### TASK GOAL
Reproduce the entries exactly.
----
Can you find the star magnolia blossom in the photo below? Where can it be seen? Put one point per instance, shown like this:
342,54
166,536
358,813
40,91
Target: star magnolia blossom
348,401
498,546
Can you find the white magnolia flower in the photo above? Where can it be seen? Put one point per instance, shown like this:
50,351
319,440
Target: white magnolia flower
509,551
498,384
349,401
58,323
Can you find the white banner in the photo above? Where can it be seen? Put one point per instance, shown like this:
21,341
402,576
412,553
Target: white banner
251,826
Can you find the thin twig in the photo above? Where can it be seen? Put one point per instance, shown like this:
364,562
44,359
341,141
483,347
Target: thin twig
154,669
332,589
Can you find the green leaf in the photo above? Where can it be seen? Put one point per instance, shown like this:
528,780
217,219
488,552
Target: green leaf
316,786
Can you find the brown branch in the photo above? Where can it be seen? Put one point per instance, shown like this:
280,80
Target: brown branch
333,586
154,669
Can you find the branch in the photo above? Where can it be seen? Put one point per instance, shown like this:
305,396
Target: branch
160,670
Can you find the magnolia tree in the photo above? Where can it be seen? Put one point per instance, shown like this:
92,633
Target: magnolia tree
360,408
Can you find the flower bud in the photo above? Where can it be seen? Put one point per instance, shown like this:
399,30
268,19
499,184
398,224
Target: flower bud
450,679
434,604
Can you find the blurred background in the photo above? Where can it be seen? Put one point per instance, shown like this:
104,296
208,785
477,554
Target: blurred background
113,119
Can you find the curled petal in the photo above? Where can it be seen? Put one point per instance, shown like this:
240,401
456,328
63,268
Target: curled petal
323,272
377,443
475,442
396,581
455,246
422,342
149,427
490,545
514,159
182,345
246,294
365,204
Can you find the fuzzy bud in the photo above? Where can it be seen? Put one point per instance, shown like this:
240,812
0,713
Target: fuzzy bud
----
### WRITTEN SOLUTION
Can you find the star magnolia blossom in the photo below? Where can it be seen? Put one point per instance, shown like this:
342,54
166,536
358,813
40,91
Target: star magnolia blossom
348,401
498,546
Can you find the white magnolia flower in the photo above? Where can it be seen? Put one point per instance, shown like this:
50,351
319,440
Target: white magnolia flower
509,551
498,384
349,401
58,323
Can you find the white banner in the photo above? Where can it be seen? Put one point per instance, shown like this:
21,341
402,576
412,553
Target: white banner
251,826
Can you find the thin twig in the photo above? Where can it be seen? Put one point per instance, shown like this:
364,562
44,359
341,141
483,347
Target: thin twig
154,669
332,589
Can you find the green leaf in the photo above? Where can it be seen? Put one point per instance, shown like this:
528,780
217,219
488,552
Target: green leaf
316,786
Can you find the brown branch in the photo above? Where can it be seen? Put one point per instance, shown like this:
280,80
Target: brown branch
333,586
154,669
Can you find the branch in the photo above? Where can it be seen? Put one point per instance, shown like this:
305,396
Target: branch
160,670
Can you find the magnolia tree in the photo above? Where can it be seen? Put one point per instance, shown like this:
92,633
Target: magnolia tree
360,408
Can you find the flower bud in the photo above? Where can it be seen? Put one point per instance, shown like this:
399,30
268,19
499,184
398,224
Target: flower bud
450,679
434,604
Can you find the blurred background in the photo above? Where can it be seen? Put one point per instance, shown like this:
104,296
208,785
477,554
Target: blurred background
113,119
Can you find the curled petal in the photo above? Where can it be seen? Put one point per instance, shown like this:
240,401
456,328
63,268
Target: curled petal
323,272
377,443
475,442
396,581
455,246
422,342
149,427
490,545
514,159
182,345
246,294
365,204
Can you find the fuzzy bud in the photo above? Where can it be seen? Put one point per instance, shown like this:
240,812
0,713
Target: fuzzy bud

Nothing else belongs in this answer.